BEGIN QUOTED TEXT
= 1994–95 OHL season =

Junior ice hockey season

The 1994–95 OHL season was the 15th season of the Ontario Hockey League. The Newmarket Royals relocated, and became the Sarnia Sting. The OHL realigned from two divisions, creating the east, central, and west divisions. The Bumbacco Trophy is inaugurated to be awarded to the first place team in the west division, during the regular season. The Leyden Trophy is reallocated to the east division, and the Emms Trophy to the central division. Sixteen teams each played 66 games. The Detroit Junior Red Wings won the J. Ross Robertson Cup, defeating the Guelph Storm.

==Relocation==

===Newmarket Royals to Sarnia Sting===
The Newmarket Royals relocated to Sarnia and were renamed the Sarnia Sting after two seasons in Newmarket. The club was sold to the Ciccarelli brothers at the beginning of the 1993-94 season and were relocated to Sarnia for the 1994-95 season.

The club was originally the Cornwall Royals from 1969-1992, in which the franchise won the Memorial Cup three times. Following the 1991-92, the franchise was relocated to Newmarket. In two seasons in Newmarket, the Royals made the playoffs once, losing to the Sudbury Wolves in the first round of the 1993 playoffs.

The Sting will play at the Sarnia Arena and play in the newly created West Division.

==Arena Renaming==

===London Gardens to London Ice House===
The London Knights home arena, the London Gardens, was renamed to the London Ice House after the team and arena were purchased by new owner Doug Tarry. Tarry upgraded the building, including replacing seats and add more emergency exits to bring the building up to the fire code.

==Realignment==
The OHL announced realignment for the 1994-95 season, as the league would now have three divisions based on geographical location. The three new divisions were the East Division, Central Division and West Division.

===East Division===
Six teams from the Leyden Division would form the newly created East Division. The teams are: Belleville Bulls, Kingston Frontenacs, North Bay Centennials, Oshawa Generals and Ottawa 67's. The winner of the East Division will earn the Leyden Trophy.

===Central Division===
Five teams would make up the newly created Central Division, four teams from the Emms Division and one from the Leyden Division. The teams were: Guelph Storm, Kitchener Rangers, Niagara Falls Thunder, Owen Sound Platers, and Sudbury Wolves. The winner of the Central Division will be awarded the Emms Trophy.
END QUOTED TEXT
*WRITTEN INSTRUCTION 1*:
Decide whether each statement agrees with the text on the 1994–95 OHL season. For each one, answer yes or no and quote the words from the text that decide it.
(a) The Sarnia Sting play their home games at the Sarnia Arena.
(b) The London Gardens was renamed after Doug Tarry bought the team and the arena.
(c) Each team played 70 games during the season.
The text and the listing that follows are unrelated to each other.
BEGIN DATA FOR PROCESSING
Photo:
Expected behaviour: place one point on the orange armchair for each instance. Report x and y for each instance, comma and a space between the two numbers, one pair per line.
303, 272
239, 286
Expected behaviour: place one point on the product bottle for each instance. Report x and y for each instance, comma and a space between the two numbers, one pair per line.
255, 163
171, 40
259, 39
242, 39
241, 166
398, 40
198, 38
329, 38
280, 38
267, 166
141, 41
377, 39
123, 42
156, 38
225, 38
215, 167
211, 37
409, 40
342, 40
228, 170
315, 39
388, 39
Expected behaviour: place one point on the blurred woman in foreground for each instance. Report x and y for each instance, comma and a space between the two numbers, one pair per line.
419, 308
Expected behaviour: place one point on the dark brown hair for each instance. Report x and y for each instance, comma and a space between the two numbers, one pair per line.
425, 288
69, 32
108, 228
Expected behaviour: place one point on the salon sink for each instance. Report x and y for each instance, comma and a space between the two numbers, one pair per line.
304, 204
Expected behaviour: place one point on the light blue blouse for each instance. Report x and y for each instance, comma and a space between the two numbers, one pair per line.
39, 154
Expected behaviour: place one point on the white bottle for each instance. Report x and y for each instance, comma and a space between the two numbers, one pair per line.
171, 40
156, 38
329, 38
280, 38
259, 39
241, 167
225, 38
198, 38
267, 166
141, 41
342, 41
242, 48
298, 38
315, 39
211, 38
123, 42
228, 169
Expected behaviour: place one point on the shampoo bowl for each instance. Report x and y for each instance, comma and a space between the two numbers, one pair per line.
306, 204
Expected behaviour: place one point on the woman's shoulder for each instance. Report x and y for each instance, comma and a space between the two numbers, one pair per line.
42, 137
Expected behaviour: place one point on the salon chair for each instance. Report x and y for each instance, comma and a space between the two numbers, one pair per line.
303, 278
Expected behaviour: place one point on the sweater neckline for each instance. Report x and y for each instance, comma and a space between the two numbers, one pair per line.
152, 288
END DATA FOR PROCESSING
*WRITTEN INSTRUCTION 2*: Reproduce word for word the lines of the listing from the line containing "Expected behaviour: place one point on the sweater" through the end of the listing, including both ends.

*WRITTEN REPLY 1*:
(a) Yes: "The Sting will play at the Sarnia Arena"
(b) Yes: "was renamed to the London Ice House after the team and arena were purchased by new owner Doug Tarry"
(c) No: "Sixteen teams each played 66 games."

*WRITTEN REPLY 2*:
Expected behaviour: place one point on the sweater neckline for each instance. Report x and y for each instance, comma and a space between the two numbers, one pair per line.
152, 288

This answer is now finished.